**TASK OBJECTIVE**. State how many lines of the material below contain the word "green". Give only the number.
■ ■ ■ ■ ■
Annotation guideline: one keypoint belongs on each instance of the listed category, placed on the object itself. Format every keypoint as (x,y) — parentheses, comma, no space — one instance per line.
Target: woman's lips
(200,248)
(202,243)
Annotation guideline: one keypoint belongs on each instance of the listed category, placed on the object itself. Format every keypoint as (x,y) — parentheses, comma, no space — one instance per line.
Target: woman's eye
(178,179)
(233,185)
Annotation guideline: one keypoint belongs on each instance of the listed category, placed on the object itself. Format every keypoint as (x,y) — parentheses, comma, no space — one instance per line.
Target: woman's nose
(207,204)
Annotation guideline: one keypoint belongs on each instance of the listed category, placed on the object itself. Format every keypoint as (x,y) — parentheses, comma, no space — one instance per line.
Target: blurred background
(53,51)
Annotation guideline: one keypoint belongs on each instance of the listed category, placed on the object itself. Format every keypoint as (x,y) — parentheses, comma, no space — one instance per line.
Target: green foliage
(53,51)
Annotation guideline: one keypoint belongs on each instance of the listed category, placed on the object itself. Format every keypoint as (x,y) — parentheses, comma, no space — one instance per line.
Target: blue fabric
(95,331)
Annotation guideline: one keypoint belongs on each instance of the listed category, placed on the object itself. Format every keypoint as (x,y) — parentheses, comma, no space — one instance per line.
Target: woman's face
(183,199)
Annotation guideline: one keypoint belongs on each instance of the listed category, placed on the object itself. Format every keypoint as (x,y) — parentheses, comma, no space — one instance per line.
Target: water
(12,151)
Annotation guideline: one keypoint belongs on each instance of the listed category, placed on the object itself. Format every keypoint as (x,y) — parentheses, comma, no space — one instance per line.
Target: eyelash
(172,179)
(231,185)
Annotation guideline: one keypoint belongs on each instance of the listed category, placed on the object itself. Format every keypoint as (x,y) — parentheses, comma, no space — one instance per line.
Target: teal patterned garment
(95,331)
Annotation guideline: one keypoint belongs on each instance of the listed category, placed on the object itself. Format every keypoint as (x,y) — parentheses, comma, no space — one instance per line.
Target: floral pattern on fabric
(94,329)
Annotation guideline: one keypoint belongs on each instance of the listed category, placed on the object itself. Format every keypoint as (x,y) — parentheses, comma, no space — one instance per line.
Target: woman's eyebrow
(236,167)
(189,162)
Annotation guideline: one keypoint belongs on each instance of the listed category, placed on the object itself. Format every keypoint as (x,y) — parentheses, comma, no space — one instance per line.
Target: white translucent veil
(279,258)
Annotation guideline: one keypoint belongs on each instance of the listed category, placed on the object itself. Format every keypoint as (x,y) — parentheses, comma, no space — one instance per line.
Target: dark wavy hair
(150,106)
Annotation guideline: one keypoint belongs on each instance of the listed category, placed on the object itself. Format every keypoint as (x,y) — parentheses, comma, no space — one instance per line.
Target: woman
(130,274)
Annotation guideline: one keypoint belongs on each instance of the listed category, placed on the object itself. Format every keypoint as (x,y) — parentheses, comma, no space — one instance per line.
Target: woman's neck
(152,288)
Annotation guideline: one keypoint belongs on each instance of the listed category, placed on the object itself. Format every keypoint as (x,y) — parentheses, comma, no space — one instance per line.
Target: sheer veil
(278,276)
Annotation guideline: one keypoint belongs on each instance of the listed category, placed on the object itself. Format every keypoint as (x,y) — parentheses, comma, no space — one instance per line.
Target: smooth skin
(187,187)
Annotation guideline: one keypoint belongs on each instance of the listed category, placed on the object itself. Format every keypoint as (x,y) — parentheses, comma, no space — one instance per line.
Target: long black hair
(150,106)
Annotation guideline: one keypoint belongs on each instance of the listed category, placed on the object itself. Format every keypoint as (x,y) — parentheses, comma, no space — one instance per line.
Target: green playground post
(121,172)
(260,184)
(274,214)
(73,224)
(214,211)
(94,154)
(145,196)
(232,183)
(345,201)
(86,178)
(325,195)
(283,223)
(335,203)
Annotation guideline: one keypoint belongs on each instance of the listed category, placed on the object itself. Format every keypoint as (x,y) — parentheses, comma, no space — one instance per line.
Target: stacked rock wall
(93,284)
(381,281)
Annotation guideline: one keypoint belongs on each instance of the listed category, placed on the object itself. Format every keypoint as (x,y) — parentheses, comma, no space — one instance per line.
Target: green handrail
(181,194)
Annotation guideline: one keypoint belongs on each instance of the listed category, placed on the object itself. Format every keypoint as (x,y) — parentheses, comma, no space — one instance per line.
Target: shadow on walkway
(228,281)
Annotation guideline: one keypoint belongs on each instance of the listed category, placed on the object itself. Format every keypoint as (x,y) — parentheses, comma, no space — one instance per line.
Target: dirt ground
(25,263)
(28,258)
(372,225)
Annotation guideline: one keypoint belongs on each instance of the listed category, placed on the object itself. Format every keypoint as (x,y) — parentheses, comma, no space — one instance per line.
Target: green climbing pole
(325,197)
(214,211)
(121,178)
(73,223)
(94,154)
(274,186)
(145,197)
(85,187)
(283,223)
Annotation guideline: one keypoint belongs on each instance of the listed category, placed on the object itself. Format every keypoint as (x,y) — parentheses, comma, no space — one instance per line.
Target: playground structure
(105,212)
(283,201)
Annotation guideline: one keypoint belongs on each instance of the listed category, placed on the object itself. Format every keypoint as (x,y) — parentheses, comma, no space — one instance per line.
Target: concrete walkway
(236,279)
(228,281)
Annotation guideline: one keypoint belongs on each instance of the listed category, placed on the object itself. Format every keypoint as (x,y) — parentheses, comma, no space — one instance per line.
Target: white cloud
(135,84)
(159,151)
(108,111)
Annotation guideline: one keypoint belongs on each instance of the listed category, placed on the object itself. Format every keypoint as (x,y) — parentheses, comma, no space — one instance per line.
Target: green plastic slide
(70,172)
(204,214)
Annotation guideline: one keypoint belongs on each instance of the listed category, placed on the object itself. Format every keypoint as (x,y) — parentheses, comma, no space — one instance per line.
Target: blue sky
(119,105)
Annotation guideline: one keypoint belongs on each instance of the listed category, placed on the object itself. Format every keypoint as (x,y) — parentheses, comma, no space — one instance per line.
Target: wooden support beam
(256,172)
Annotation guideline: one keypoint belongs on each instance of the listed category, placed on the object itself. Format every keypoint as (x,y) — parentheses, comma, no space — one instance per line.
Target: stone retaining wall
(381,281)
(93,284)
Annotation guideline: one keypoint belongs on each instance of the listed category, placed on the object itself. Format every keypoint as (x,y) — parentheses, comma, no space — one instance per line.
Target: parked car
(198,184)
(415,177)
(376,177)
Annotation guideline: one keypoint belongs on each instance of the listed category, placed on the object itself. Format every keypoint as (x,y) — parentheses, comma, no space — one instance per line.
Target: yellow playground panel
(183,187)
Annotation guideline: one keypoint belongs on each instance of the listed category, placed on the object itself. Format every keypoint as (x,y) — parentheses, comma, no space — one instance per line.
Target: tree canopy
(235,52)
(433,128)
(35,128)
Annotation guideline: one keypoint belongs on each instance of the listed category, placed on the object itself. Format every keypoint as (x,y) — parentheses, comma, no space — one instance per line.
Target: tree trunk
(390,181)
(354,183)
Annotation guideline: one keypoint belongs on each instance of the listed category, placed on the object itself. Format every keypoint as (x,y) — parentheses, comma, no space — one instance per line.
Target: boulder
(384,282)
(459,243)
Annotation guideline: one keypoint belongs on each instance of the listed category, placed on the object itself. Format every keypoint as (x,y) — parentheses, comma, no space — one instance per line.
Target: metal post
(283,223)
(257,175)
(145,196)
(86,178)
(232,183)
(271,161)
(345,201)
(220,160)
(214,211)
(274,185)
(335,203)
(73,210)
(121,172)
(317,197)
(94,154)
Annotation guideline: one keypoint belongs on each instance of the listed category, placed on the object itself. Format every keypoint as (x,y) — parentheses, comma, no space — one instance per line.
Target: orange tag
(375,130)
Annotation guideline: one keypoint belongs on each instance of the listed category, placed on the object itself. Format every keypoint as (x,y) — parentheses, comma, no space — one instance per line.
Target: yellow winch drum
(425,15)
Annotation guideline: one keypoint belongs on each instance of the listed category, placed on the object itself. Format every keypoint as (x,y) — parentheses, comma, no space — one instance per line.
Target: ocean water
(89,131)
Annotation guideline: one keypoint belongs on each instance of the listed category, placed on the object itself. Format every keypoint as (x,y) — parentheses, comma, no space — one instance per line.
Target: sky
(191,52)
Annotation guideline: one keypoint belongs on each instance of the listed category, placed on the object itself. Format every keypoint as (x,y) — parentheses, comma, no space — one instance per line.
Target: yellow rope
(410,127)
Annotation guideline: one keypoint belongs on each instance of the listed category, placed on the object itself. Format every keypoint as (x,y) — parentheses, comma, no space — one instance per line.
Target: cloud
■ ■ ■ ■ ■
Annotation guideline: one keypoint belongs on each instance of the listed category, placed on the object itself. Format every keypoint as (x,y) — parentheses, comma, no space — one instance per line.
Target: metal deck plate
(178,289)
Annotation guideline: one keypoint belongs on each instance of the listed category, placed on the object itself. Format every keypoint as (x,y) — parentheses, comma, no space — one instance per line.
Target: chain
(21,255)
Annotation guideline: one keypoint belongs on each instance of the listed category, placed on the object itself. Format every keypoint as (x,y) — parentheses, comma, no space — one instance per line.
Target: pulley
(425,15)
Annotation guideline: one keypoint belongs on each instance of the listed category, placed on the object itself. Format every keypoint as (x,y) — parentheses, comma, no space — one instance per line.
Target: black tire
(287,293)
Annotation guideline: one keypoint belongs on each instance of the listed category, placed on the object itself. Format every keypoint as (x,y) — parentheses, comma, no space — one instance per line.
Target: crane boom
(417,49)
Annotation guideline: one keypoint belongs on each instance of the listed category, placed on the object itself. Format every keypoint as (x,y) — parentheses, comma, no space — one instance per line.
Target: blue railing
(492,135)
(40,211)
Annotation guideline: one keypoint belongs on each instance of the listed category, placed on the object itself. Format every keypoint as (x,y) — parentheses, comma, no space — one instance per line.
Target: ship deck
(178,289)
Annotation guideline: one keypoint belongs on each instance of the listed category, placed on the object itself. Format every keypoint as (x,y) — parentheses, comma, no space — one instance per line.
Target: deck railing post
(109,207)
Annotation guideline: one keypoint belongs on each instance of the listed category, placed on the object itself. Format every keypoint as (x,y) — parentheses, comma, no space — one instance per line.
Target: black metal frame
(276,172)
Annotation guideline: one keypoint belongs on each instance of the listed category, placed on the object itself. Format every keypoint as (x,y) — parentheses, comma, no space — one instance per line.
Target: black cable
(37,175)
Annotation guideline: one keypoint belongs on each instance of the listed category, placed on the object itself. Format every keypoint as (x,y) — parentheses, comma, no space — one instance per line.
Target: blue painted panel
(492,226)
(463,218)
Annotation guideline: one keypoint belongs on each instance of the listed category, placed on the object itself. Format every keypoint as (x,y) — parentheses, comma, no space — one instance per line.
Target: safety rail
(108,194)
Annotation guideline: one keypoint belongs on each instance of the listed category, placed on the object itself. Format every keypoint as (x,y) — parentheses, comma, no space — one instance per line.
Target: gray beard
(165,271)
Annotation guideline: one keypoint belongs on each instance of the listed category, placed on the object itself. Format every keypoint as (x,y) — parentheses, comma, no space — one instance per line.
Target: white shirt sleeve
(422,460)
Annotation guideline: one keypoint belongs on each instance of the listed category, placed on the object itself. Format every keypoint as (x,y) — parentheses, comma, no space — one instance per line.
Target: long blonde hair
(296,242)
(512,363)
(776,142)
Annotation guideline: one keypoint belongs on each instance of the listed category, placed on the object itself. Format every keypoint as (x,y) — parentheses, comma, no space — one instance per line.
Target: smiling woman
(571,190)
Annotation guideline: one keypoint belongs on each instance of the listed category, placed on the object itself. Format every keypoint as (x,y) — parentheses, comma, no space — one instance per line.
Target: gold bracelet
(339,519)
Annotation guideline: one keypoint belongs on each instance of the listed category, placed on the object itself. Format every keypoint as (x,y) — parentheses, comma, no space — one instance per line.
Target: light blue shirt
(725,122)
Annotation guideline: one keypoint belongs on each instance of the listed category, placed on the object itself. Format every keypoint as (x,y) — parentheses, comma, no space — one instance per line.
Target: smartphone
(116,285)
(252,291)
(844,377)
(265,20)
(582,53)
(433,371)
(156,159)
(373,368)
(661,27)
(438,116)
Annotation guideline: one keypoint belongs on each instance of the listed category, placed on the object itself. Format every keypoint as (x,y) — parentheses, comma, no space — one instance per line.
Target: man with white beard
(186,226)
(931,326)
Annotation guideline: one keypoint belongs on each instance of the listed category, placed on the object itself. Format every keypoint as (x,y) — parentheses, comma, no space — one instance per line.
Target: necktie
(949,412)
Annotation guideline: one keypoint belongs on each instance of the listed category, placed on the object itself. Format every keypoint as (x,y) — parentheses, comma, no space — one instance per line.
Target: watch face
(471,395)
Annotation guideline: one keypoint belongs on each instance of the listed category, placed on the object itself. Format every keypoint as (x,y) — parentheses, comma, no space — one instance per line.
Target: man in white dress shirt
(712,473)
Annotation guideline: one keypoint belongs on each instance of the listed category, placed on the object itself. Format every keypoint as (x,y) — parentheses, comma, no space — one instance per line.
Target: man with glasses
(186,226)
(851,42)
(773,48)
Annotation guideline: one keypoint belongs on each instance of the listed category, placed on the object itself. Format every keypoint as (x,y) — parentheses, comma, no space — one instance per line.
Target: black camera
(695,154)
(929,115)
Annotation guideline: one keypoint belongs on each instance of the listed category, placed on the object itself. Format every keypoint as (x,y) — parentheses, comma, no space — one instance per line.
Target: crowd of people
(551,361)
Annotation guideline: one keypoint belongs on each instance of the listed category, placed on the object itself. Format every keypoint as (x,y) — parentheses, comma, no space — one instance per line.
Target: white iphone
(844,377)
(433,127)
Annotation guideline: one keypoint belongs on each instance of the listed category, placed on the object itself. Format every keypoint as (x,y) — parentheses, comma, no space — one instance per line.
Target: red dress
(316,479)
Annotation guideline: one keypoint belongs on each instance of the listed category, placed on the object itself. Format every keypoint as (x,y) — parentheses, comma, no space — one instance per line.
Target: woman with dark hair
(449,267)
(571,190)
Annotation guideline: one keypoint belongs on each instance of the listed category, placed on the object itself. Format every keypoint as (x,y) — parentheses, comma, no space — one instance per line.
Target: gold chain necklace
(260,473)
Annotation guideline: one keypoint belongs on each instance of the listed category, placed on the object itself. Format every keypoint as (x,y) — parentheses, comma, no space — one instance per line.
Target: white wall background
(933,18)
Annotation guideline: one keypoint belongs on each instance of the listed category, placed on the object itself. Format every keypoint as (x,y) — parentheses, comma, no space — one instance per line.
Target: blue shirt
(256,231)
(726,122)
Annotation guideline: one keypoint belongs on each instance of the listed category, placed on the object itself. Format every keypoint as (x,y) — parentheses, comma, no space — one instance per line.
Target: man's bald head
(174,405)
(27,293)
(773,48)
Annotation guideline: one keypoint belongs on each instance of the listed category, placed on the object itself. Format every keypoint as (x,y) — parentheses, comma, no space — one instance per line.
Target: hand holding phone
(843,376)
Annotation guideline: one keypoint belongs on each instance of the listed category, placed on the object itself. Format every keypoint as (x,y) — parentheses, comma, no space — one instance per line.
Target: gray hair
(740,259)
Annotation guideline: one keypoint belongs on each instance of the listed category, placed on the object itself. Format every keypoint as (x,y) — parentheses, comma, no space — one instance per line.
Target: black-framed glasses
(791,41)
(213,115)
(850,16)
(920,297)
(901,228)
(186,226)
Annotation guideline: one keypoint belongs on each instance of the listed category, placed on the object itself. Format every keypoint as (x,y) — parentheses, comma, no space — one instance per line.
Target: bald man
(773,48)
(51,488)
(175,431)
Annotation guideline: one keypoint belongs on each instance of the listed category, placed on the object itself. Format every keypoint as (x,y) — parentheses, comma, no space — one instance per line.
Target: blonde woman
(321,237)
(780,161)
■ ■ ■ ■ ■
**SOLUTION TO THE PROBLEM**. 5